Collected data

● ● ● ● ● ● ●

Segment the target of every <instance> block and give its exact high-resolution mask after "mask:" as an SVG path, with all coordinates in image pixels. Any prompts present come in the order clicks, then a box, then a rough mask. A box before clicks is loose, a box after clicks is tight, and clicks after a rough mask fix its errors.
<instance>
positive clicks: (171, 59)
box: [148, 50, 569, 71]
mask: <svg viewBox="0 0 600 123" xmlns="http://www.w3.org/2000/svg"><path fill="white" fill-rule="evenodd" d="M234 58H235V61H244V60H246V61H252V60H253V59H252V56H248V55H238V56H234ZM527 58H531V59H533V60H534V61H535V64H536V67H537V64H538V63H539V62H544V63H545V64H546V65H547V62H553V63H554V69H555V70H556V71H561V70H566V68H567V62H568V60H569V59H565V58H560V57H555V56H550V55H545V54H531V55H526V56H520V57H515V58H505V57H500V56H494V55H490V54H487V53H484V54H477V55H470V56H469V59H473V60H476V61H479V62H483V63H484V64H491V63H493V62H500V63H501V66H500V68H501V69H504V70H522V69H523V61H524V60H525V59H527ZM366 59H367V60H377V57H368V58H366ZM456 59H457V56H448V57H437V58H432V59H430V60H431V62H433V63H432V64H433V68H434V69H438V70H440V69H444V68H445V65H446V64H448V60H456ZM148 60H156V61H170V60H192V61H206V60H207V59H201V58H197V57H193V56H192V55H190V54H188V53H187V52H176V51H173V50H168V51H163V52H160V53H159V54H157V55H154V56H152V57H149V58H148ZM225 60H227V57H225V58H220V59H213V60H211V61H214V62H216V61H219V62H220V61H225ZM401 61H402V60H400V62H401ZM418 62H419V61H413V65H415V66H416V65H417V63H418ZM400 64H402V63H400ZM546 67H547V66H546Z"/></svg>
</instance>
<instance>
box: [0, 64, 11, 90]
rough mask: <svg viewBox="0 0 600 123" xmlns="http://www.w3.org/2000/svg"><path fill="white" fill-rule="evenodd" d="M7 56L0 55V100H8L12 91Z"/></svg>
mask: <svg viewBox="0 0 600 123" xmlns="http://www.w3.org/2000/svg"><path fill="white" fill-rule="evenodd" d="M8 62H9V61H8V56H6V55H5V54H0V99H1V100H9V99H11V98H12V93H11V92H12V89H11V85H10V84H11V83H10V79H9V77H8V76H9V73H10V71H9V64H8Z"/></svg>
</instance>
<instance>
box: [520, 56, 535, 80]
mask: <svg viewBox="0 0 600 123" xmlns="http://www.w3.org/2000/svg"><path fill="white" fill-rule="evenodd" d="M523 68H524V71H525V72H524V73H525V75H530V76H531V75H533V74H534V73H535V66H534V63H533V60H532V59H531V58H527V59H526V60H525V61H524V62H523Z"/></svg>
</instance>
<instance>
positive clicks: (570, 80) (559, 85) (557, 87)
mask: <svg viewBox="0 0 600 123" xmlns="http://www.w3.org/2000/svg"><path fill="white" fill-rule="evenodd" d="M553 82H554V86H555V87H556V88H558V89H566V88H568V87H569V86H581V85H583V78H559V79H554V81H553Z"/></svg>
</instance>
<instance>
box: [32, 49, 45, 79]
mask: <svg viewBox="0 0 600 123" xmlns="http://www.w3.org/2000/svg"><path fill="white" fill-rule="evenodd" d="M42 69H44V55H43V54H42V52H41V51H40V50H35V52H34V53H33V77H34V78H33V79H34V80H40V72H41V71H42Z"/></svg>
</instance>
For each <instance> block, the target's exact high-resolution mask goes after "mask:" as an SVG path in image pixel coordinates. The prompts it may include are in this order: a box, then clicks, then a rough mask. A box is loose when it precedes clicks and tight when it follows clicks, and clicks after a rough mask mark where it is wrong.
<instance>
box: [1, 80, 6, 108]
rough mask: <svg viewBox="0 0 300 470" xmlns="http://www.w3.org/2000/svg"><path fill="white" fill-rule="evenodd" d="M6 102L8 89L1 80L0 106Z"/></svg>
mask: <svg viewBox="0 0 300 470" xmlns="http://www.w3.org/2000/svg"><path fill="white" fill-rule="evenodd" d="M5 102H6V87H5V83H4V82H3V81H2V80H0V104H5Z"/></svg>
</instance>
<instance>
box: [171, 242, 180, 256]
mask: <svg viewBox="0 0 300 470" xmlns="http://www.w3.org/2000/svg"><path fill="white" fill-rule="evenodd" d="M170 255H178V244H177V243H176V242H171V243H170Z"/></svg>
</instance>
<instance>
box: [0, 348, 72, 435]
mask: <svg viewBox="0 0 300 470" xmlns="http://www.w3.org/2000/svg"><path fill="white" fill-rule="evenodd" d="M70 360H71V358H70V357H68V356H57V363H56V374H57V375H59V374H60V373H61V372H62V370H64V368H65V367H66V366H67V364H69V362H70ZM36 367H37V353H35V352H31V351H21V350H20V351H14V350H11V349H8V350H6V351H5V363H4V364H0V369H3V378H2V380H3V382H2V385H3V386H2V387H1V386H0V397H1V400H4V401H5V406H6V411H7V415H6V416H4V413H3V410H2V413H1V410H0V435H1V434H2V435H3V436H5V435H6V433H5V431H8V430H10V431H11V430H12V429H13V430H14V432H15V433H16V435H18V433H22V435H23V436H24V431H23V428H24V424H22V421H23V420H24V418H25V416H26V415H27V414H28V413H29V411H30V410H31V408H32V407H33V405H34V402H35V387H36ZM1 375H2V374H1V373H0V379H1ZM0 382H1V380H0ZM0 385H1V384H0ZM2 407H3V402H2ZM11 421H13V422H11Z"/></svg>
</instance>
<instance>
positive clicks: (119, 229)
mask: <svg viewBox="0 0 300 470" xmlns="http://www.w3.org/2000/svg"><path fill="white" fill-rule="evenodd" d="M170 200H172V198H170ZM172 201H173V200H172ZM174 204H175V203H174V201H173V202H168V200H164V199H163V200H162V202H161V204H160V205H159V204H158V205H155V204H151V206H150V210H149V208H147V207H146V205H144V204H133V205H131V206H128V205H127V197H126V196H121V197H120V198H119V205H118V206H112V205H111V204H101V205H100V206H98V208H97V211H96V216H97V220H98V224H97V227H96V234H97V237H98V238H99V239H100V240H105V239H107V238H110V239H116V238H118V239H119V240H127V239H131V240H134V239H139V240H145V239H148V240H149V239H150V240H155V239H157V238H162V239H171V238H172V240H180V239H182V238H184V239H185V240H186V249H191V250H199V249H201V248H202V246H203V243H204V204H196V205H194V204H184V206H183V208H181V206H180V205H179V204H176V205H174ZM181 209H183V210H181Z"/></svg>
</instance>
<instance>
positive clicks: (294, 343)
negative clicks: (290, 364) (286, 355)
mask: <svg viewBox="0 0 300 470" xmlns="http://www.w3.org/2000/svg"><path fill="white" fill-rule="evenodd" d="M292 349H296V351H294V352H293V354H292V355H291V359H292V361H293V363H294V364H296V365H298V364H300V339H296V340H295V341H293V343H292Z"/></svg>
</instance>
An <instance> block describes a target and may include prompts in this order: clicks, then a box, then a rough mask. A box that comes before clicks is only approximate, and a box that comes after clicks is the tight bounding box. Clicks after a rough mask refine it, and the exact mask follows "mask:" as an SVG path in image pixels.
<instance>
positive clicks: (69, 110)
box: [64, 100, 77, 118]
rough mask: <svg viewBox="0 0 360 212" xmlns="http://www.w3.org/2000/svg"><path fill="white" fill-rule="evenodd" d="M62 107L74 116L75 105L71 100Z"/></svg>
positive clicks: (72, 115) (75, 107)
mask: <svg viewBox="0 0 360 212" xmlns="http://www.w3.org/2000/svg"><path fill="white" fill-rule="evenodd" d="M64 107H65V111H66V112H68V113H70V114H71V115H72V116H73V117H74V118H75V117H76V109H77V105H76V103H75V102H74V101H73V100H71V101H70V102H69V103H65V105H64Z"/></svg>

● ● ● ● ● ● ●

## Problem description
Reproduce all of the entries above, swapping every "positive clicks" for "foreground clicks" and leaving everything else as it is.

## Reply
Segment the target of every <instance> block and give its exact high-resolution mask after "mask:" as an SVG path, with all coordinates in image pixels. Any prompts present come in the order clicks, then a box, then a rough mask. A box before clicks is loose, a box after clicks is tight, and clicks after a rough mask fix its errors.
<instance>
foreground clicks: (171, 59)
box: [148, 50, 569, 71]
mask: <svg viewBox="0 0 600 123" xmlns="http://www.w3.org/2000/svg"><path fill="white" fill-rule="evenodd" d="M234 58H235V61H244V60H246V61H252V60H253V59H252V56H248V55H238V56H234ZM527 58H531V59H533V60H534V61H535V64H536V67H537V64H538V63H539V62H544V63H545V64H546V65H547V62H553V63H554V69H555V70H556V71H561V70H566V68H567V62H568V60H569V59H565V58H560V57H555V56H550V55H545V54H531V55H526V56H520V57H515V58H505V57H500V56H494V55H490V54H487V53H484V54H477V55H470V56H469V59H473V60H476V61H479V62H483V63H484V64H491V63H493V62H500V63H501V66H500V68H501V69H504V70H522V69H523V61H524V60H525V59H527ZM366 59H367V60H377V57H368V58H366ZM456 59H457V56H448V57H437V58H432V59H430V60H431V62H433V63H432V64H433V68H434V69H438V70H440V69H444V68H445V65H446V64H448V60H456ZM148 60H156V61H170V60H192V61H206V60H207V59H201V58H197V57H193V56H192V55H190V54H188V53H187V52H176V51H173V50H168V51H163V52H160V53H159V54H157V55H154V56H152V57H149V58H148ZM225 60H227V57H225V58H220V59H213V60H211V61H214V62H216V61H219V62H220V61H225ZM401 61H402V60H400V62H401ZM418 62H419V61H413V65H415V66H416V65H417V63H418ZM400 64H402V63H400ZM546 67H547V66H546Z"/></svg>
</instance>
<instance>
box: [0, 64, 11, 90]
rough mask: <svg viewBox="0 0 600 123" xmlns="http://www.w3.org/2000/svg"><path fill="white" fill-rule="evenodd" d="M7 56L0 55V100H8L12 91Z"/></svg>
mask: <svg viewBox="0 0 600 123" xmlns="http://www.w3.org/2000/svg"><path fill="white" fill-rule="evenodd" d="M8 62H9V61H8V56H6V55H5V54H0V99H1V100H9V99H11V98H12V93H11V92H12V89H11V85H10V84H11V83H10V79H9V77H8V76H9V73H10V71H9V64H8Z"/></svg>
</instance>
<instance>
box: [520, 56, 535, 80]
mask: <svg viewBox="0 0 600 123" xmlns="http://www.w3.org/2000/svg"><path fill="white" fill-rule="evenodd" d="M523 68H524V71H525V72H524V73H525V75H530V76H531V75H533V74H534V73H535V66H534V63H533V60H532V59H531V58H527V59H526V60H525V61H524V62H523Z"/></svg>
</instance>
<instance>
foreground clicks: (570, 80) (559, 85) (557, 87)
mask: <svg viewBox="0 0 600 123" xmlns="http://www.w3.org/2000/svg"><path fill="white" fill-rule="evenodd" d="M553 82H554V86H555V87H556V88H558V89H566V88H568V87H569V86H581V85H583V78H559V79H554V81H553Z"/></svg>
</instance>
<instance>
box: [32, 49, 45, 79]
mask: <svg viewBox="0 0 600 123" xmlns="http://www.w3.org/2000/svg"><path fill="white" fill-rule="evenodd" d="M42 69H44V55H43V54H42V52H41V51H40V50H35V52H34V53H33V77H34V78H33V79H34V80H40V72H41V71H42Z"/></svg>
</instance>
For each <instance> block, the target's exact high-resolution mask goes after "mask:" as an SVG path in image pixel coordinates. The prompts it may include are in this order: a box, then clicks, then a rough mask. A box is loose when it precedes clicks and tight when it follows clicks, and clicks after a rough mask mark where it is wrong.
<instance>
box: [1, 80, 6, 108]
rough mask: <svg viewBox="0 0 300 470" xmlns="http://www.w3.org/2000/svg"><path fill="white" fill-rule="evenodd" d="M6 102L8 89L1 80L0 106Z"/></svg>
mask: <svg viewBox="0 0 300 470" xmlns="http://www.w3.org/2000/svg"><path fill="white" fill-rule="evenodd" d="M5 102H6V87H5V83H4V82H3V81H2V80H0V104H5Z"/></svg>
</instance>
<instance>
box: [171, 242, 180, 256]
mask: <svg viewBox="0 0 300 470" xmlns="http://www.w3.org/2000/svg"><path fill="white" fill-rule="evenodd" d="M170 255H178V244H177V243H176V242H171V243H170Z"/></svg>
</instance>
<instance>
box: [0, 348, 72, 435]
mask: <svg viewBox="0 0 300 470" xmlns="http://www.w3.org/2000/svg"><path fill="white" fill-rule="evenodd" d="M70 360H71V358H70V357H68V356H57V363H56V374H57V375H59V374H60V373H61V372H62V370H64V368H65V367H66V366H67V364H69V362H70ZM36 367H37V353H35V352H31V351H21V350H20V351H14V350H11V349H8V350H6V351H5V363H4V364H0V369H3V378H2V380H3V382H2V385H3V386H2V387H1V386H0V397H1V400H4V401H5V406H6V411H7V415H6V416H4V413H3V410H2V413H1V410H0V435H1V434H2V435H3V436H5V435H6V433H5V431H8V430H10V431H11V430H12V429H13V430H14V432H15V433H16V435H18V433H22V435H23V436H24V431H23V428H24V424H22V421H23V420H24V418H25V416H26V415H27V414H28V413H29V411H30V410H31V408H32V407H33V405H34V402H35V387H36ZM1 375H2V374H1V373H0V379H1ZM0 382H1V380H0ZM0 385H1V384H0ZM2 407H3V402H2ZM11 421H13V422H11Z"/></svg>
</instance>
<instance>
foreground clicks: (119, 229)
mask: <svg viewBox="0 0 300 470" xmlns="http://www.w3.org/2000/svg"><path fill="white" fill-rule="evenodd" d="M170 200H172V198H170ZM172 201H173V200H172ZM174 204H175V203H174V201H173V202H168V200H164V199H163V200H162V202H161V204H160V205H159V204H158V205H155V204H151V206H150V210H149V208H147V207H146V205H144V204H133V205H131V206H128V205H127V197H126V196H121V197H120V198H119V205H118V206H112V205H111V204H101V205H100V206H98V208H97V211H96V216H97V220H98V224H97V227H96V234H97V237H98V238H99V239H100V240H105V239H107V238H110V239H116V238H118V239H119V240H127V239H131V240H134V239H139V240H145V239H148V240H149V239H150V240H155V239H157V238H162V239H171V238H172V240H180V239H182V238H184V239H185V240H186V249H191V250H199V249H201V248H202V246H203V243H204V204H196V205H194V204H184V206H183V208H181V206H180V205H179V204H176V205H174ZM181 209H183V210H181Z"/></svg>
</instance>
<instance>
foreground clicks: (294, 343)
negative clicks: (290, 364) (286, 355)
mask: <svg viewBox="0 0 300 470" xmlns="http://www.w3.org/2000/svg"><path fill="white" fill-rule="evenodd" d="M292 349H296V351H294V352H293V354H292V355H291V359H292V361H293V363H294V364H296V365H298V364H300V339H296V340H295V341H293V343H292Z"/></svg>
</instance>
An <instance> block describes a target and may include prompts in this order: clicks, then a box, then a rough mask. A box that comes before clicks is only approximate, and a box that comes after clicks is the tight bounding box. Clicks after a rough mask refine it, and the exact mask follows "mask:" as an SVG path in image pixels.
<instance>
foreground clicks: (69, 110)
box: [64, 100, 77, 118]
rough mask: <svg viewBox="0 0 360 212" xmlns="http://www.w3.org/2000/svg"><path fill="white" fill-rule="evenodd" d="M62 107L74 116L75 105L71 100Z"/></svg>
foreground clicks: (72, 115) (75, 107)
mask: <svg viewBox="0 0 360 212" xmlns="http://www.w3.org/2000/svg"><path fill="white" fill-rule="evenodd" d="M64 107H65V111H66V112H68V113H70V114H71V115H72V116H73V117H74V118H75V117H76V109H77V105H76V103H75V102H74V101H73V100H71V101H70V102H69V103H65V105H64Z"/></svg>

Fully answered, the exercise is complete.